Pick out each line in the entries below that contains the word "striped", and copy those lines.

Dataset excerpt:
****************

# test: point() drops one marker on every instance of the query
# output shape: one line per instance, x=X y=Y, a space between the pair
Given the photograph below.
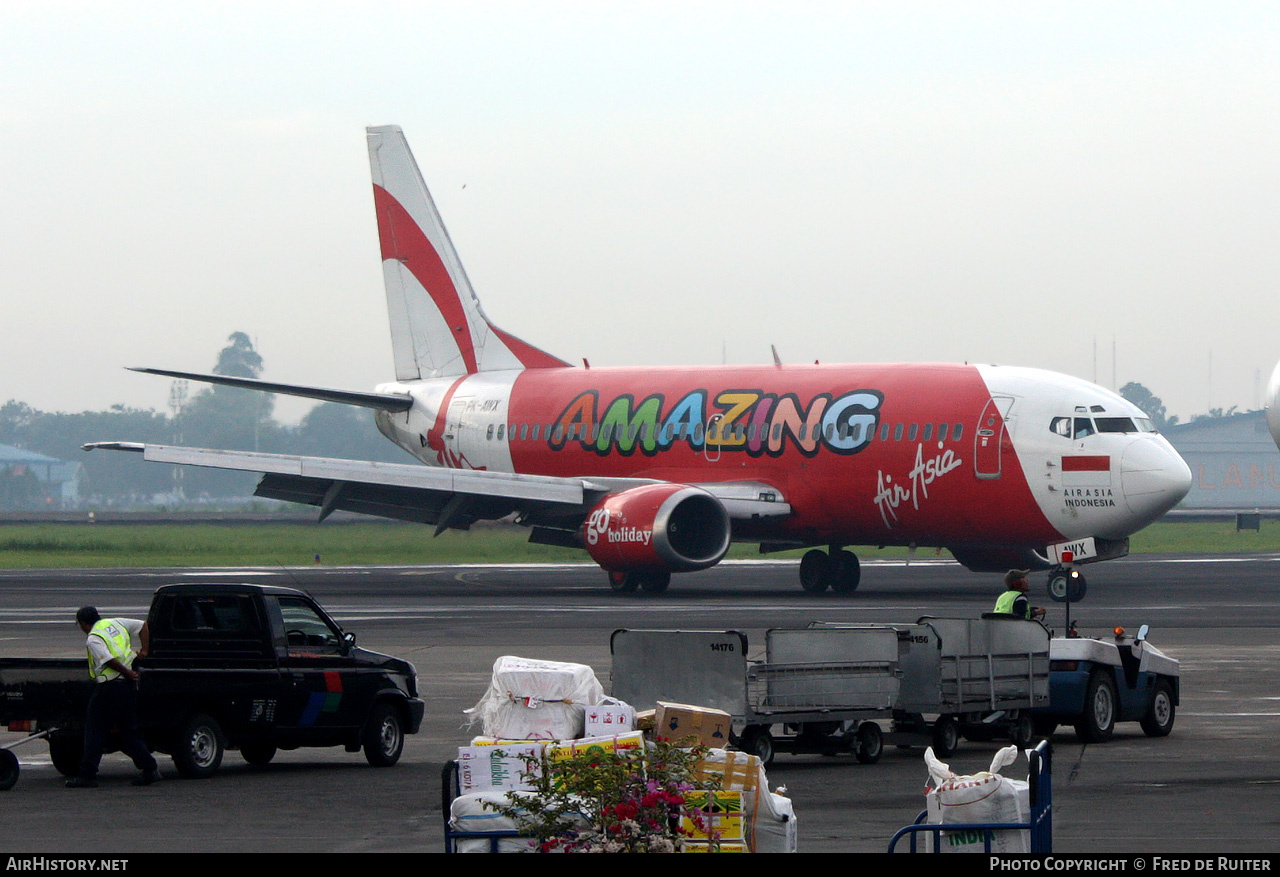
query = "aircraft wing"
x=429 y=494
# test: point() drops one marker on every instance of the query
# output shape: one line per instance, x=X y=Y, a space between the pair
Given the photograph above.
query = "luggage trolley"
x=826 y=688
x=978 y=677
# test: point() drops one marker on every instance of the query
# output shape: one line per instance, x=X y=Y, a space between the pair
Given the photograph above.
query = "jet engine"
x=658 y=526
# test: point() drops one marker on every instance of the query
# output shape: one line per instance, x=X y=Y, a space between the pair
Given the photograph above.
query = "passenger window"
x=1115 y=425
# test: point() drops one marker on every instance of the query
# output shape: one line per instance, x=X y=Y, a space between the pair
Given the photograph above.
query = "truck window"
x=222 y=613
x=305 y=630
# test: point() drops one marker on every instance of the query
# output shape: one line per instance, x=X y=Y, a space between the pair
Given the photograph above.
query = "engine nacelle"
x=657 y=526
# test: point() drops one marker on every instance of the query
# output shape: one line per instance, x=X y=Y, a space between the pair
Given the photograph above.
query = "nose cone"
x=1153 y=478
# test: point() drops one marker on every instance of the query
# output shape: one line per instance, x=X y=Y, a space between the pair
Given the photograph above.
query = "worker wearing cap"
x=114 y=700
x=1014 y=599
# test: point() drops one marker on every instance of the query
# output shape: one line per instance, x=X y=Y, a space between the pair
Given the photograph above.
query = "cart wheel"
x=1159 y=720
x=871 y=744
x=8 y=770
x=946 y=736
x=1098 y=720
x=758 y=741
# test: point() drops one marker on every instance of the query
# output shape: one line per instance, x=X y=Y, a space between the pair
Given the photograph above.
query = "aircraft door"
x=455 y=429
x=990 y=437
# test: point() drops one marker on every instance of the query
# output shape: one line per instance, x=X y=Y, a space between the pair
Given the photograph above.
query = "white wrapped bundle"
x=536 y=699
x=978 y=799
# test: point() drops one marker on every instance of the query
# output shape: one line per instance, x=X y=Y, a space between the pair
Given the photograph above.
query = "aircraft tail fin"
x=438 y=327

****************

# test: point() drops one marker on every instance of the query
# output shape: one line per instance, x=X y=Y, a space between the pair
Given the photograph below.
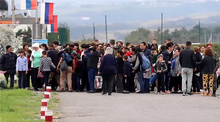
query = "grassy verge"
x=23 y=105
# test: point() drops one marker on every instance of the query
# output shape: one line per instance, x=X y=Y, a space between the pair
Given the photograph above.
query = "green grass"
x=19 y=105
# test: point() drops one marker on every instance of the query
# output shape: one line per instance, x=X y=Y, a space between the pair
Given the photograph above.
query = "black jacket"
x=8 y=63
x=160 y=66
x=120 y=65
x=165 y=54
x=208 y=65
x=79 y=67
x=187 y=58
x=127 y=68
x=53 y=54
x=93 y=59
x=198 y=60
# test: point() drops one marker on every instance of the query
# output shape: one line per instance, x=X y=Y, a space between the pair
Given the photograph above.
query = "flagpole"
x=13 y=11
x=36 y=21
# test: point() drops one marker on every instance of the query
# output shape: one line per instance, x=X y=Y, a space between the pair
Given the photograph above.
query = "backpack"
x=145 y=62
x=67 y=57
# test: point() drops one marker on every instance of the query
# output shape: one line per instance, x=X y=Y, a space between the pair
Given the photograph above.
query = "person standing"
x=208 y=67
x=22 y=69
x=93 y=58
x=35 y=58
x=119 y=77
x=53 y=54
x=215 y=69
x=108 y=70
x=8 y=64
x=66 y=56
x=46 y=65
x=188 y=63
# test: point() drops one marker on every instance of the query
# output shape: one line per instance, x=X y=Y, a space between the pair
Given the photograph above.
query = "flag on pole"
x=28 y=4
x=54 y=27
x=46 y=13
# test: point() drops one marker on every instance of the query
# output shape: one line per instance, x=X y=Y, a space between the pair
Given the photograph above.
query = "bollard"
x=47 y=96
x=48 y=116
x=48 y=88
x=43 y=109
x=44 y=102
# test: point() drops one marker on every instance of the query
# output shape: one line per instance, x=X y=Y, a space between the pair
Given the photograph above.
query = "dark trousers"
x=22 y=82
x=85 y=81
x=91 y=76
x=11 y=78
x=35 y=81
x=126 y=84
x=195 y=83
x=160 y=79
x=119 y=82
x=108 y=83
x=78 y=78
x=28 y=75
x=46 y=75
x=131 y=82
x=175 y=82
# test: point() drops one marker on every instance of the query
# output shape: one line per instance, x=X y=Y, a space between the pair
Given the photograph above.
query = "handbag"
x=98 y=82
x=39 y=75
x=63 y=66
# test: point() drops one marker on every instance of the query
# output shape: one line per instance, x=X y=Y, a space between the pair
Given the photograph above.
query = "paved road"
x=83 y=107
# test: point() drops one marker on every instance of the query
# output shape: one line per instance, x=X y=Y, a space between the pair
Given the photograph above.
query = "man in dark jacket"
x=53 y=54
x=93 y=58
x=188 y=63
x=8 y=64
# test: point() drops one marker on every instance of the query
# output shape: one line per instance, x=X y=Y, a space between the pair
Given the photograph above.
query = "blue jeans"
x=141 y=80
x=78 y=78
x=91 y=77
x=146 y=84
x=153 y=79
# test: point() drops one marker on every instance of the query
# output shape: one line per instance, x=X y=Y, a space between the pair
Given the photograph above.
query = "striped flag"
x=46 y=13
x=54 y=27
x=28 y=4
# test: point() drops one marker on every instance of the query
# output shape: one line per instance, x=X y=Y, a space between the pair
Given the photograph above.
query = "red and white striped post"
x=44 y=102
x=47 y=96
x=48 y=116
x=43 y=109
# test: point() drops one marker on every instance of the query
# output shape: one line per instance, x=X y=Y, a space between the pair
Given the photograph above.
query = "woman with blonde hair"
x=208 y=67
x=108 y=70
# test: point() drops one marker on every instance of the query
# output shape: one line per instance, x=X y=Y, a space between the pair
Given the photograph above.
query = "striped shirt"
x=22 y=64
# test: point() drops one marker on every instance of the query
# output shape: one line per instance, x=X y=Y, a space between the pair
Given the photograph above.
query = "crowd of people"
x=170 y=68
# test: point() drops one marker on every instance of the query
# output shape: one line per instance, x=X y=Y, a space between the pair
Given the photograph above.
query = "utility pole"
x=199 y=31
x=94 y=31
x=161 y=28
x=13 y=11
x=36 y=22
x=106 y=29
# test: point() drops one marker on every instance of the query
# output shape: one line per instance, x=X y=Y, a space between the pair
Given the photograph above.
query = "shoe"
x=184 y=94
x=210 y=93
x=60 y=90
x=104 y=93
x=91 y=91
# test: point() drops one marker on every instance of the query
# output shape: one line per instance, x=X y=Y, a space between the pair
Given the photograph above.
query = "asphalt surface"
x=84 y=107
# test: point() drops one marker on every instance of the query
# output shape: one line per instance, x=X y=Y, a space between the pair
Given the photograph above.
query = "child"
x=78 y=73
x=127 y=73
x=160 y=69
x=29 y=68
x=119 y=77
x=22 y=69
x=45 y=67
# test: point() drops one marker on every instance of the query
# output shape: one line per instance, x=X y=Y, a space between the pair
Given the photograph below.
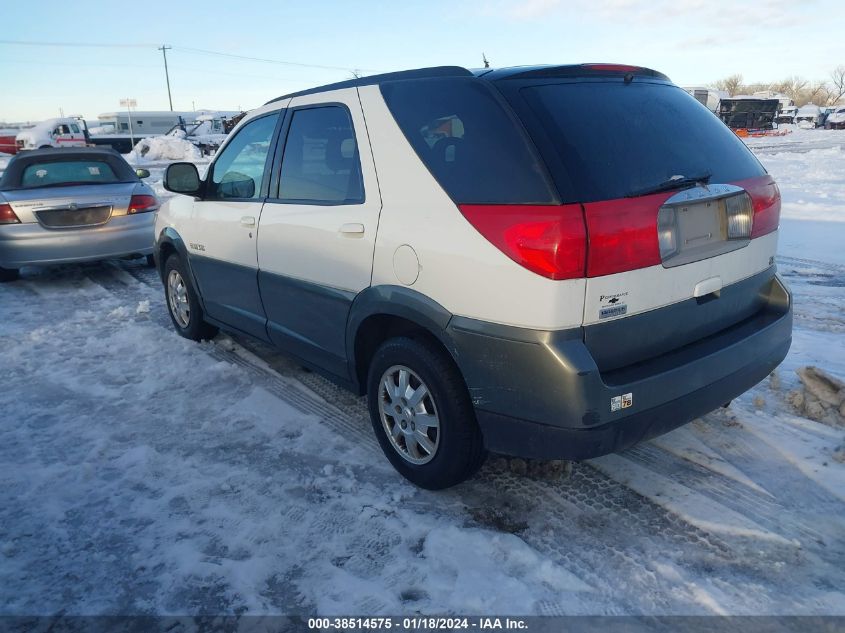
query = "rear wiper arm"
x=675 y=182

****************

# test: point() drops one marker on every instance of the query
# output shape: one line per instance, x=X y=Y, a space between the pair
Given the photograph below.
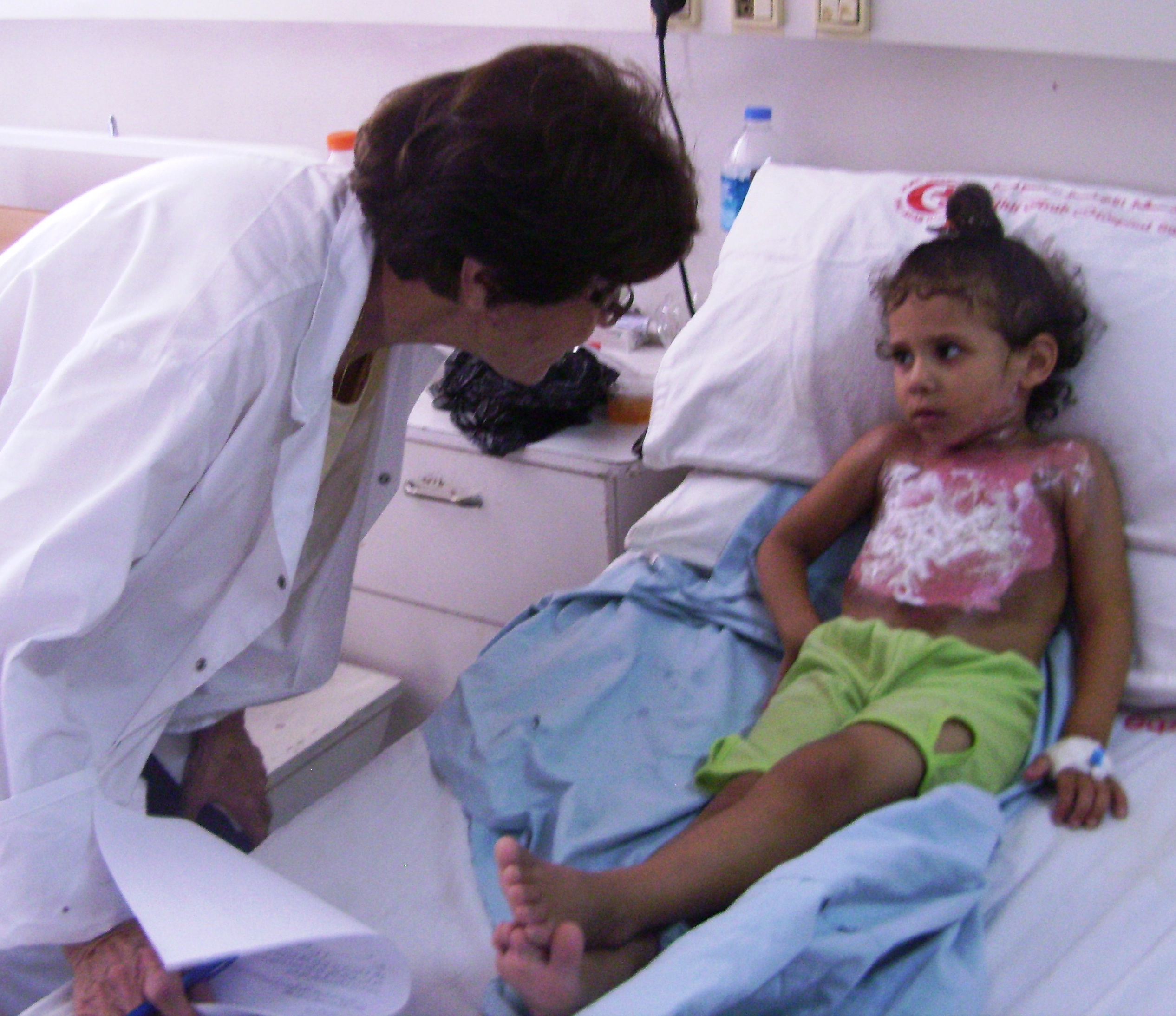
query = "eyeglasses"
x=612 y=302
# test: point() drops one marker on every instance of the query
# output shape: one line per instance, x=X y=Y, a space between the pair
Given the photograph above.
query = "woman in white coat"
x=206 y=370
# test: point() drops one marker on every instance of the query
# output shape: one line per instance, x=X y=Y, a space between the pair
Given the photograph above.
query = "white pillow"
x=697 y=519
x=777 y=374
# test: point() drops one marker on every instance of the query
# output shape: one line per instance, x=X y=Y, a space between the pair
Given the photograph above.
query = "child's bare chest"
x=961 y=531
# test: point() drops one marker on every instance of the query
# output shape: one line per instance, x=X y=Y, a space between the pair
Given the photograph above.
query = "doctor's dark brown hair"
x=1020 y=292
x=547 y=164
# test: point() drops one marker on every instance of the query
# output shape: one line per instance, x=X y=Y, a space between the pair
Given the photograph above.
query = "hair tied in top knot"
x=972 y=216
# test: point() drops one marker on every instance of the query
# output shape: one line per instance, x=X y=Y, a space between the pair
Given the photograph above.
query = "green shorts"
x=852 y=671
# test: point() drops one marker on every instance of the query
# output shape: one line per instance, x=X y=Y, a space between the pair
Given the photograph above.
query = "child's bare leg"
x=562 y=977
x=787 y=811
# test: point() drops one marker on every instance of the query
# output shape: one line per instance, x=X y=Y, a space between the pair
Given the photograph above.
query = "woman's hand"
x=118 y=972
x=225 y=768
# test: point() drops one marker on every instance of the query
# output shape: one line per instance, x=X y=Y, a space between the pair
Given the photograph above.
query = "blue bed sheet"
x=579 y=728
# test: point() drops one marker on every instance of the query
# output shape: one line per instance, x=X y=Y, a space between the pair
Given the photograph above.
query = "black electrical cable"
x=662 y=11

****************

Result for this exercise:
query = "striped flag"
query = "red and white striped post"
query = "striped shirt"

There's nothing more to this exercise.